Referring expression data
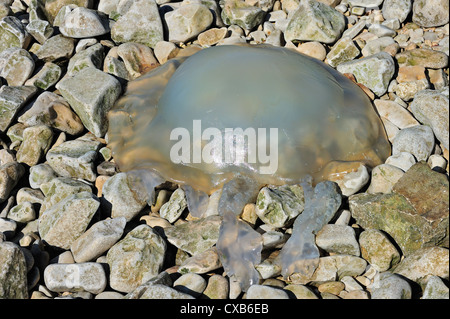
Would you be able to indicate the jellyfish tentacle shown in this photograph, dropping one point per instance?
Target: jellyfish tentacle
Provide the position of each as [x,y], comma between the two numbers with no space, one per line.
[239,245]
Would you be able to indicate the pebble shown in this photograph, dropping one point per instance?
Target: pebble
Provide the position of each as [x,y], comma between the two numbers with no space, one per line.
[417,140]
[188,21]
[315,21]
[84,23]
[13,272]
[141,23]
[374,71]
[196,236]
[431,108]
[378,250]
[265,292]
[136,258]
[74,158]
[242,14]
[90,277]
[16,66]
[124,201]
[390,286]
[56,47]
[276,206]
[61,224]
[97,239]
[430,13]
[91,93]
[190,283]
[217,288]
[339,239]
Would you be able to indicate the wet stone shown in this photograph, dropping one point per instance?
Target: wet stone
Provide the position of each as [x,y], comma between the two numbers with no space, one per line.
[74,158]
[135,259]
[195,236]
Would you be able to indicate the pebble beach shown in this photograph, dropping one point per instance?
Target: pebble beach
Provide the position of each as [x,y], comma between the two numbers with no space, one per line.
[64,64]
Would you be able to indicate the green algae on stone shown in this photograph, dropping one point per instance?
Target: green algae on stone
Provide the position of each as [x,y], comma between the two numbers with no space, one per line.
[13,272]
[135,259]
[61,224]
[276,206]
[195,236]
[315,21]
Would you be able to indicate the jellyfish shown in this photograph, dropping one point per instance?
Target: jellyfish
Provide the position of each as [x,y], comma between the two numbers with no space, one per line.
[235,118]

Your objective
Copy all entries exactly; skip pictures.

Answer space
Would you be able to indicate the jellyfish tentacle shown in this photograph, dropping one point per instance?
Target: jellyfish tentacle
Provide the position of each as [x,y], comma between the two numbers with no space, one per line.
[239,245]
Would you be able to indicate the pebble shown in this photograph, dropping one point per instance?
Target: pebble
Provide the position of each as [x,y], comma between the two numbers with no space, one per line.
[417,140]
[188,21]
[315,21]
[84,23]
[13,272]
[141,23]
[374,71]
[196,236]
[431,108]
[378,250]
[265,292]
[136,258]
[74,158]
[242,14]
[90,277]
[16,66]
[124,201]
[390,286]
[56,47]
[276,206]
[61,224]
[97,239]
[430,13]
[91,93]
[190,283]
[217,288]
[339,239]
Would you be able to indicate the wet stone shown in this photograph, dropping one point per instance?
Target: wet stone
Provide the position of each as [x,y], comma between the two numbers with no space, one per line.
[74,158]
[135,259]
[195,236]
Would you be able to indicate the pebble beach shown in this photograph, dropping one point per instance?
Target: pebble beach
Provide the position of each as [x,y], comma between the two numbers with no space, one per line.
[64,64]
Would you be able to indicate the green algae on stone shown in this photograph, dropping one point per instance?
Target: green algae on stone
Provide the position of each as [x,y], comma between the two numbers with no space, one per line.
[13,272]
[135,259]
[61,224]
[276,206]
[195,236]
[315,21]
Would you be able to indicate the jellyfish shown in this photograph, dropping one point per instance?
Target: jellyfish
Provide the position of each as [x,y], comma between the two numbers with no space, one per line.
[235,118]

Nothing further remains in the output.